Aufgabe a: Zieh aus den Zeilen unten jede Zeile heraus, die die Zeichenfolge „handbag“ enthält, und achte dabei auf Groß- und Kleinschreibung.

Vorliegender Text:
28.11.2022
Die Gräuel der ursprünglichen Akkumulation, das Bauernlegen, die Vertreibung der unproduktiven Landbevölkerung von ihren Äckern, die unbarmherzige Verfolgung der Vertriebenen als Landstreicher und Tagediebe mittels Gefangennahme, Brandmarkung, Versklavung, Verkrüppelung oder Hinrichtung, all das spielt im kollektiven Gedächtnis eine kleine Rolle, obwohl es sich um Geschichten handelt, die sich seit gut und gern siebenhundert Jahren wieder und wieder abspielen, und obwohl diese Geschichten Geschichten von Erfahrungen der Bevölkerungsmehrheiten sind. Am deutlichsten spürbar wird etwas von ihnen, wenn man die Merze und Lindners hört, die das Lohnabstandsgebot gegenüber den Sozialleistungen beschwören und die es für völlig selbstverständlich halten, dass Arbeitsdisziplin mit Strafen und Androhung von Strafen hergestellt werden muss. Sie haben eine ganze lange, überaus blutige Tradition auf ihrer Seite, königliche Dekrete großer europäischer Monarchen, in denen sadistisch genau festgelegt wird, was denen zu blühen hat, die sich nicht nutzbringend verkaufen können, nachdem man sie der Mittel ihrer Subsistenz beraubt hat. Eine umfassende Chronik mit verlässlichen Zahlen über die Todesopfer des aufblühenden west- und mitteleuropäischen Kapitalismus und der einsetzenden Industrialisierung ist noch nicht geschrieben worden, arme Leute zählen nicht und darum zählt man sie nicht.

Gezeigte Zeilen:
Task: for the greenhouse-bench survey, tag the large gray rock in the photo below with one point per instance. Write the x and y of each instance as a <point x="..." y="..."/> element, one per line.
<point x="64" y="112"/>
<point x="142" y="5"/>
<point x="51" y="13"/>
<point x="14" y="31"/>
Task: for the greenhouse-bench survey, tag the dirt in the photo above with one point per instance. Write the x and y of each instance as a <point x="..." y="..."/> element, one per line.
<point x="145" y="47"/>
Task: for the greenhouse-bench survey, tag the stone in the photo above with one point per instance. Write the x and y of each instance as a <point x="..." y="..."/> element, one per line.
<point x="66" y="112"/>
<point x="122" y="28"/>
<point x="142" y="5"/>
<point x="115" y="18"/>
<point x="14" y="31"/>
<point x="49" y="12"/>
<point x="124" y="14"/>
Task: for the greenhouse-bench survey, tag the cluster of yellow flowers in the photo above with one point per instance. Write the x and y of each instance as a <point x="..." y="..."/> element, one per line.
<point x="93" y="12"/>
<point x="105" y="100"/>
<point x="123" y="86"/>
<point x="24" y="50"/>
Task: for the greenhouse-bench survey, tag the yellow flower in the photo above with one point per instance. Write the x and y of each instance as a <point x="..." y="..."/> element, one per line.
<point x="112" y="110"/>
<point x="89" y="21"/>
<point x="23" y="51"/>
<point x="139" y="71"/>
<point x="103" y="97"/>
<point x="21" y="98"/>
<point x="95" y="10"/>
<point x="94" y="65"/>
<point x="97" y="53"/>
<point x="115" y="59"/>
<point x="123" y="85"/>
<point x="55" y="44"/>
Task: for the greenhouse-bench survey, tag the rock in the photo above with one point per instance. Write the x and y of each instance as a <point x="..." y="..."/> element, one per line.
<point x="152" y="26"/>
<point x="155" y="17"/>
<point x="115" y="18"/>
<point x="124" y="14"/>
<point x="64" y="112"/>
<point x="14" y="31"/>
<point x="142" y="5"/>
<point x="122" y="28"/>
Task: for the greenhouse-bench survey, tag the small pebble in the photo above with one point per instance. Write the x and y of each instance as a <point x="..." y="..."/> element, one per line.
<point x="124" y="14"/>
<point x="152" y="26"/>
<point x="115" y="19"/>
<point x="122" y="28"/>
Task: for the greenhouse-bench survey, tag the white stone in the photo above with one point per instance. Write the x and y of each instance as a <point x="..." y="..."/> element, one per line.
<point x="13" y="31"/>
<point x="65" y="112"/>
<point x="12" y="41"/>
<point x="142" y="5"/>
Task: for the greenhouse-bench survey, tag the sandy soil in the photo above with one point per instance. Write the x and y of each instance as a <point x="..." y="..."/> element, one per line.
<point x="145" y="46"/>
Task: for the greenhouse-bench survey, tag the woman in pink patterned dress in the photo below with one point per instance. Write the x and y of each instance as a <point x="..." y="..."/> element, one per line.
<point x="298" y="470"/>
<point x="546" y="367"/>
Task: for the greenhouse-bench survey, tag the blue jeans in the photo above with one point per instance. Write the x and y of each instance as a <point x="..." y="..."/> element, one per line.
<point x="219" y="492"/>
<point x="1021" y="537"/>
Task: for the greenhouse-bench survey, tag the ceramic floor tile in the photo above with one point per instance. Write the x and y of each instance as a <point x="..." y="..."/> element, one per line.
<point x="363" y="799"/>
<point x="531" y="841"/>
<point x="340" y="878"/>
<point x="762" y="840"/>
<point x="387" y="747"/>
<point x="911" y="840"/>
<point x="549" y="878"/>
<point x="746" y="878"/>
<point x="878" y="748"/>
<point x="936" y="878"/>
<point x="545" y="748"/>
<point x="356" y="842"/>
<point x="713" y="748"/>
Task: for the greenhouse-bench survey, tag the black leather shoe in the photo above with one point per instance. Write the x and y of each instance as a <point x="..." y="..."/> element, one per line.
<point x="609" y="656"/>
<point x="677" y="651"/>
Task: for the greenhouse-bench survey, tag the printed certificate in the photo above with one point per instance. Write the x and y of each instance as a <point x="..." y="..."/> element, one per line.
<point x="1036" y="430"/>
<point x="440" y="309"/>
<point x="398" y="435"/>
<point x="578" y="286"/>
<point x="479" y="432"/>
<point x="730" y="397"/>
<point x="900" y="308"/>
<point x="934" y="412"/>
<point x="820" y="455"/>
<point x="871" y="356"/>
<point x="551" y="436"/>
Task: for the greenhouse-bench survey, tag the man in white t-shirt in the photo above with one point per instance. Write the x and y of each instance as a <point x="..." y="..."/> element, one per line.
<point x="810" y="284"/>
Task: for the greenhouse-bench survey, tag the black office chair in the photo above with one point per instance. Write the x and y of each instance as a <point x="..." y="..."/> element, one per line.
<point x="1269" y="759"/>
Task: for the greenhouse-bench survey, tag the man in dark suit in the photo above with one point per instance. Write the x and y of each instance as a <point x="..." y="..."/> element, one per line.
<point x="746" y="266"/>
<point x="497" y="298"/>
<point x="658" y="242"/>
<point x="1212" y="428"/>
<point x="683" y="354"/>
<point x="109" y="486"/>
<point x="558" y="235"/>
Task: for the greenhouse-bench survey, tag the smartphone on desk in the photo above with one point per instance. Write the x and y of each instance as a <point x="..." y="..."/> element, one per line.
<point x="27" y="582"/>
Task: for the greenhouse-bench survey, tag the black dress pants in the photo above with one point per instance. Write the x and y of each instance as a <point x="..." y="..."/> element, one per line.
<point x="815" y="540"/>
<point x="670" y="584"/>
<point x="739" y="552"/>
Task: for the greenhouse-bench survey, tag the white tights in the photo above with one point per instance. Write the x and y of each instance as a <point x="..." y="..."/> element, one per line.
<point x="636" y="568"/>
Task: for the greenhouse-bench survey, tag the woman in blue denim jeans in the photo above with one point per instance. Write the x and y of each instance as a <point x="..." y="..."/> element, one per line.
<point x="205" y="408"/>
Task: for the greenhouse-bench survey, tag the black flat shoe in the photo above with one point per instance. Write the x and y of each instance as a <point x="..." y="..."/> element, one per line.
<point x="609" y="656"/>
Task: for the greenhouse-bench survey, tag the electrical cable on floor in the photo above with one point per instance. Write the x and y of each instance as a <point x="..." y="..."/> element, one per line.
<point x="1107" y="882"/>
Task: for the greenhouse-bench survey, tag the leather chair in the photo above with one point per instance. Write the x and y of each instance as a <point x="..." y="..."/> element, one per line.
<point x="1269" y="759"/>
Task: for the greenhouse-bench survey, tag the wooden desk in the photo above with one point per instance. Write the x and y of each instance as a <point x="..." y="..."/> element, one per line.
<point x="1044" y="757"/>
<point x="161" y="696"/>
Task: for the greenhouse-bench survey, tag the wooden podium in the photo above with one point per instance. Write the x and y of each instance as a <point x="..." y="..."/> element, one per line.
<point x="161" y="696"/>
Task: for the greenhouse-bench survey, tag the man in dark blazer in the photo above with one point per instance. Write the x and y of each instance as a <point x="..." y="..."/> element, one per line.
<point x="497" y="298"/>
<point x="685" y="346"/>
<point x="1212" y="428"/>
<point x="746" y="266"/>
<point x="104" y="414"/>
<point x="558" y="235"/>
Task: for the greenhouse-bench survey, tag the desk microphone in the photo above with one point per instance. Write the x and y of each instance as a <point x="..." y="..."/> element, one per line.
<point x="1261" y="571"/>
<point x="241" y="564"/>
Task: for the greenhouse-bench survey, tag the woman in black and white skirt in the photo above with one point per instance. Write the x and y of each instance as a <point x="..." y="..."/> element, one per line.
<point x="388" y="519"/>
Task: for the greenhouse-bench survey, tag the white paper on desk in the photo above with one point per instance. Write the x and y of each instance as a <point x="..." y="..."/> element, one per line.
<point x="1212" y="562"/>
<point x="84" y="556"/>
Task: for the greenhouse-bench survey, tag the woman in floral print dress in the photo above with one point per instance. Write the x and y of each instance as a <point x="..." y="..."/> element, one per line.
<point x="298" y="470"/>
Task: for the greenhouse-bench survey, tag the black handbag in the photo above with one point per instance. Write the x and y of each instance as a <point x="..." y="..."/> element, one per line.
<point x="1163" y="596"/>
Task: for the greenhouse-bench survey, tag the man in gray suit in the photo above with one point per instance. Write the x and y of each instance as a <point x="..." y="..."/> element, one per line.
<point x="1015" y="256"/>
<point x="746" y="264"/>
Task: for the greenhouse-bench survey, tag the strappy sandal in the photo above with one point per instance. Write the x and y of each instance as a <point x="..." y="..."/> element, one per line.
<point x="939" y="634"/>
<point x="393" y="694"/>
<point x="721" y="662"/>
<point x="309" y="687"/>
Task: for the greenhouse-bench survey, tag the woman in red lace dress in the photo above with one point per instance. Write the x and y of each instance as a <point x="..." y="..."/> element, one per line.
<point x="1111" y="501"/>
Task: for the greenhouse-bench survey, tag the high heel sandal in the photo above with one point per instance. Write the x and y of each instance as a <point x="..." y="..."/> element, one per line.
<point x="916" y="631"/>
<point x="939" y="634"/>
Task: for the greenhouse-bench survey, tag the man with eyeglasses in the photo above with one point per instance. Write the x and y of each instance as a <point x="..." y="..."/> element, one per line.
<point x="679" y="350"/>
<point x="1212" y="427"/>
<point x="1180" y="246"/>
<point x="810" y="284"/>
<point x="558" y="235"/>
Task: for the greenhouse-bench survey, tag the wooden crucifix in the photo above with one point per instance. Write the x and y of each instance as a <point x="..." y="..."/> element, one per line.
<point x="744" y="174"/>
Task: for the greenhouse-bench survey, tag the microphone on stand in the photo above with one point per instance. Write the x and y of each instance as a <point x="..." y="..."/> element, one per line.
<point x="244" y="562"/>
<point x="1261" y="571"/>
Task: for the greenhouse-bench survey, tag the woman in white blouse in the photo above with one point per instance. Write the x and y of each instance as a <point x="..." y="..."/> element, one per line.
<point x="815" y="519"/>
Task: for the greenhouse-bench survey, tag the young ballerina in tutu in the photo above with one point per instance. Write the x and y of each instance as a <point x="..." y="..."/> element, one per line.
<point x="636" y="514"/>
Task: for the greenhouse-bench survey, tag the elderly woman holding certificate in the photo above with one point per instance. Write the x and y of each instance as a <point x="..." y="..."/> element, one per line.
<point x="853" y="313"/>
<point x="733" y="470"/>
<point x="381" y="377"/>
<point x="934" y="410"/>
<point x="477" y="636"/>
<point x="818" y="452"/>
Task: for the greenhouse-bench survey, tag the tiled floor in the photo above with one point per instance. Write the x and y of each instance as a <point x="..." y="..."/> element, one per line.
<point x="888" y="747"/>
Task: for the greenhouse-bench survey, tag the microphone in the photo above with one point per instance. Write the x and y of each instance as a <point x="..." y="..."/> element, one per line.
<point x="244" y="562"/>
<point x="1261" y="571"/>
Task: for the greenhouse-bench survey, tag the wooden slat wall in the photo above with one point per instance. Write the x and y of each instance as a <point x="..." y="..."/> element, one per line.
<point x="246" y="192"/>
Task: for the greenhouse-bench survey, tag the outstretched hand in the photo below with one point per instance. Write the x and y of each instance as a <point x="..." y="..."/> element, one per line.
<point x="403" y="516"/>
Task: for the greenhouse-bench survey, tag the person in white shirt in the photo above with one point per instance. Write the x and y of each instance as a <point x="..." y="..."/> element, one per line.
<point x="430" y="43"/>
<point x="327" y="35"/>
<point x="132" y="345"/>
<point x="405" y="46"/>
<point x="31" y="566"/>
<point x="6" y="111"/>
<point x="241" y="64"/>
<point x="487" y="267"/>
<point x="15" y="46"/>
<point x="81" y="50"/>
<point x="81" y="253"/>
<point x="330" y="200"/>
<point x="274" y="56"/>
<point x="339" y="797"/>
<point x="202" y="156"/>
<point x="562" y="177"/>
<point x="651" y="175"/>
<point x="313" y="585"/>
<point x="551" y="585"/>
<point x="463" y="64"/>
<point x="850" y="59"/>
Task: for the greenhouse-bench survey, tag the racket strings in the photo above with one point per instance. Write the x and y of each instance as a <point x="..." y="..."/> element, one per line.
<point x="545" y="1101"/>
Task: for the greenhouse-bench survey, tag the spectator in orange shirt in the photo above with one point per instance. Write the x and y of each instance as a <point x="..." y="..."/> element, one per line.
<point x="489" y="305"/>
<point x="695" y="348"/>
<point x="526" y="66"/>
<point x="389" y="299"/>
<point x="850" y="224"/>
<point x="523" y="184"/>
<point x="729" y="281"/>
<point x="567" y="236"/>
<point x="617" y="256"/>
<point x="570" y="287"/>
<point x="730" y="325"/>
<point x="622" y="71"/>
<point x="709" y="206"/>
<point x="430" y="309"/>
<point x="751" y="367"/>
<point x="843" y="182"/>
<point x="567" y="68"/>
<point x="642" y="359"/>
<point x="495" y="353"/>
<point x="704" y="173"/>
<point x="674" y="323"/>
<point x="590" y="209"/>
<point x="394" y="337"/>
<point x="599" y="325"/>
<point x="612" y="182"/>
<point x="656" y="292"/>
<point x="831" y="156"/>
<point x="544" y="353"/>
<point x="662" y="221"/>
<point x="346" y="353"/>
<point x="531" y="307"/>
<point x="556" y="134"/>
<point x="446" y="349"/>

Aufgabe b:
Beantworte anhand des Textes über die ursprüngliche Akkumulation oben die folgenden Fragen.
(i) Seit wie vielen Jahren spielen sich diese Geschichten laut Text wieder und wieder ab?
(ii) Was beschwören die Merze und Lindners gegenüber den Sozialleistungen?
(iii) Welche Chronik ist laut Text noch nicht geschrieben worden?

Musterlösung a:
Task: for the greenhouse-bench survey, tag the black handbag in the photo above with one point per instance. Write the x and y of each instance as a <point x="..." y="..."/> element, one per line.

Musterlösung b:
(i) Seit gut und gern siebenhundert Jahren.
(ii) Das Lohnabstandsgebot.
(iii) Eine umfassende Chronik mit verlässlichen Zahlen über die Todesopfer des aufblühenden west- und mitteleuropäischen Kapitalismus und der einsetzenden Industrialisierung.